Schriftliche Aufgaben:
A - Können Sie aus dem Textauszug den Abschnitt von „MONIKAWEISSENSTEINER“ bis „persönlichen Abhängigkeit überwiegen.“ wörtlich wiedergeben?
B - Was sagt der Textauszug zu diesen Punkten?
(i) Zu welchem Stundenlohn sollte H.S. die Renovierungsarbeiten fortsetzen?
(ii) Von wem gingen die Anordnungen an H.S. aus?
(iii) Was stellte die Gebietskrankenkasse fest?

MONIKAWEISSENSTEINER
VwGH 31.7.2014, 2012/08/0253

Ist der Beschäftigte in keinen Betrieb iSd § 35 ASVG integriert – wobei zum Begriff des Betriebs auf § 34 ArbVG zurückgegriffen werden kann, so ist anhand weiterer charakteristischer Umstände zu prüfen, ob im Einzelfall die Merkmale der persönlichen Abhängigkeit überwiegen.

SACHVERHALT

Der Restaurator K.B. wurde mit der Renovierung der Fassade eines Schlosses beauftragt. Er setzte K.L. als Subunternehmer ein; bei diesem war H.S. beschäftigt. K.B. und K.L. beendeten ihre Tätigkeit wegen Arbeitsüberlastung, während H.S. weiter für den Schlosseigentümer arbeitete. Nach dem mündlichen Vertrag sollte er die Renovierungsarbeiten zu einem Stundenlohn von € 16,- fortsetzen und in einem Nebengebäude kostenlos wohnen. Daneben verrichtete er diverse Hausmeistertätigkeiten. Die Anordnungen erfolgten durch den Schlossbesitzer oder dessen Eltern, welche auch den Fortschritt der Arbeiten kontrollierten.

Die Gebietskrankenkasse stellte ein Dienstverhältnis iSd § 4 Abs 2 ASVG fest. Der Schlossbesitzer brachte vor, H.S. habe nur gelegentlich Arbeiten verrichtet. Er sei mit eigenem Werkzeug tätig gewesen, hinsichtlich der Restaurierungsarbeiten liege ein Werkvertrag vor; die „Hausmeisterarbeiten“ seien die Gegenleistung für das unentgeltliche Wohnrecht. Der VwGH bestätigt demgegenüber das Vorliegen eines Dienstverhältnisses iSd § 4 Abs 2 ASVG.

ORIGINALZITATE

„Dass von einem Werkvertragsverhältnis keine Rede sein kann, zeigt sich – neben der kontinuierlichen Leistungserbringung, die auf ein Dauerschuldverhältnis hindeutet – auch daran, dass die Arbeitseinsätze […] im Wesentlichen davon abhingen, welche Bauhilfsarbeiten bzw Hausmeisterarbeiten gerade für erforderlich gehalten bzw […] laufend zugewiesen wurden sowie daran, dass die Leistungen […] nach aufgewendeten Arbeitsstunden abgegolten worden sind […].

Bereitgestelltes Material:
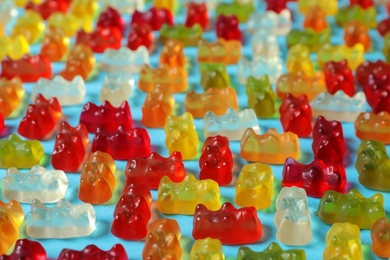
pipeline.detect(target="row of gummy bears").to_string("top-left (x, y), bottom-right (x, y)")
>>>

Die Antworten:
A -
MONIKAWEISSENSTEINER
VwGH 31.7.2014, 2012/08/0253

Ist der Beschäftigte in keinen Betrieb iSd § 35 ASVG integriert – wobei zum Begriff des Betriebs auf § 34 ArbVG zurückgegriffen werden kann, so ist anhand weiterer charakteristischer Umstände zu prüfen, ob im Einzelfall die Merkmale der persönlichen Abhängigkeit überwiegen.

B -
(i) Zu einem Stundenlohn von € 16,-.
(ii) Vom Schlossbesitzer oder dessen Eltern.
(iii) Ein Dienstverhältnis iSd § 4 Abs 2 ASVG.